Passage to read:
>> start

Whitney Reese sat down with me today to break down movement. Movement is near and dear to all fitness athletes because they want to move faster, for longer, with less chance of risk - injury. Movement is also becoming increasingly more relevant to all of fitness because people are worried about getting hurt.
Because Whitney is such a noted expert in movement, I had to pick her brain, so I asked her a few pointed questions:
- What is GOOD movement?
- How can people recognize how they are moving be it well or poorly?
- How can people improve their movement?
- How does Whitney help people improve their movement?
What Is Good Movement? A Definition
Whitney had this answer in the bag, most likely because she’s answered this question 10,000 times! Whitney answered the question about what good movement is in the most simple way I have ever heard. She said good movement depends on:
- The environment
- The individual
- The task
All 3 perspectives must be taken into account because they all influence one another in some way. People must assign meaning to movement because it inspires people to want to do it. The task is the movement itself and can be broken down into the parts or the learning of the movement. The environment must be conducive for movement to be good or to be improved - think about being dead tired and trying to move well; that environment is much harder to do movement well in.

>> end

Rows:

>> start

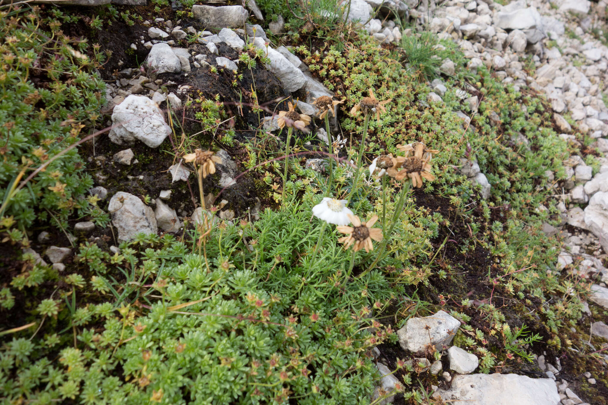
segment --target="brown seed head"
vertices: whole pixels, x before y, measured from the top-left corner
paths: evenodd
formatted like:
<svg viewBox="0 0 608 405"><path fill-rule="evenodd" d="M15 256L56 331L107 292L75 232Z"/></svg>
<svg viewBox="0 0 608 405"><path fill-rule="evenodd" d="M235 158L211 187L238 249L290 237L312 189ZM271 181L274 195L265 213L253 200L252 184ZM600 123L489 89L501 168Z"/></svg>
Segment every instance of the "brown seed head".
<svg viewBox="0 0 608 405"><path fill-rule="evenodd" d="M407 173L415 173L422 171L424 162L415 156L410 156L403 162L402 167Z"/></svg>
<svg viewBox="0 0 608 405"><path fill-rule="evenodd" d="M359 104L363 114L368 114L371 112L371 109L376 108L378 105L378 100L376 97L364 97Z"/></svg>
<svg viewBox="0 0 608 405"><path fill-rule="evenodd" d="M365 226L355 226L353 231L353 237L361 242L370 237L370 229Z"/></svg>
<svg viewBox="0 0 608 405"><path fill-rule="evenodd" d="M198 165L202 165L204 163L211 158L211 157L213 155L213 152L211 151L202 151L199 149L196 149L194 151L196 157L195 158L194 162Z"/></svg>
<svg viewBox="0 0 608 405"><path fill-rule="evenodd" d="M332 107L333 100L328 95L322 95L313 103L313 105L320 110L325 110Z"/></svg>
<svg viewBox="0 0 608 405"><path fill-rule="evenodd" d="M388 169L393 167L393 159L388 155L380 155L376 161L376 166L381 169Z"/></svg>
<svg viewBox="0 0 608 405"><path fill-rule="evenodd" d="M298 121L300 120L300 114L295 111L288 111L285 117L291 121Z"/></svg>

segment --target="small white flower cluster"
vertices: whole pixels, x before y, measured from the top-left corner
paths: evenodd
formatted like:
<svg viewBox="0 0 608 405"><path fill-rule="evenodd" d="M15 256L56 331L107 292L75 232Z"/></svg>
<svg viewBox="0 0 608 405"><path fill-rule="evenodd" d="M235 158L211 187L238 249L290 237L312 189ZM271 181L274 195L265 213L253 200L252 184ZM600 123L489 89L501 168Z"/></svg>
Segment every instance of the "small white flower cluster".
<svg viewBox="0 0 608 405"><path fill-rule="evenodd" d="M346 200L336 200L325 197L321 202L313 207L313 215L328 223L336 225L347 225L350 223L348 214L353 215L347 204Z"/></svg>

>> end

Your objective: Please copy the stretch of the piece on good movement from "- How can people recognize" through "help people improve their movement?", word for word. The records come from a separate source.

Result of this exercise:
- How can people recognize how they are moving be it well or poorly?
- How can people improve their movement?
- How does Whitney help people improve their movement?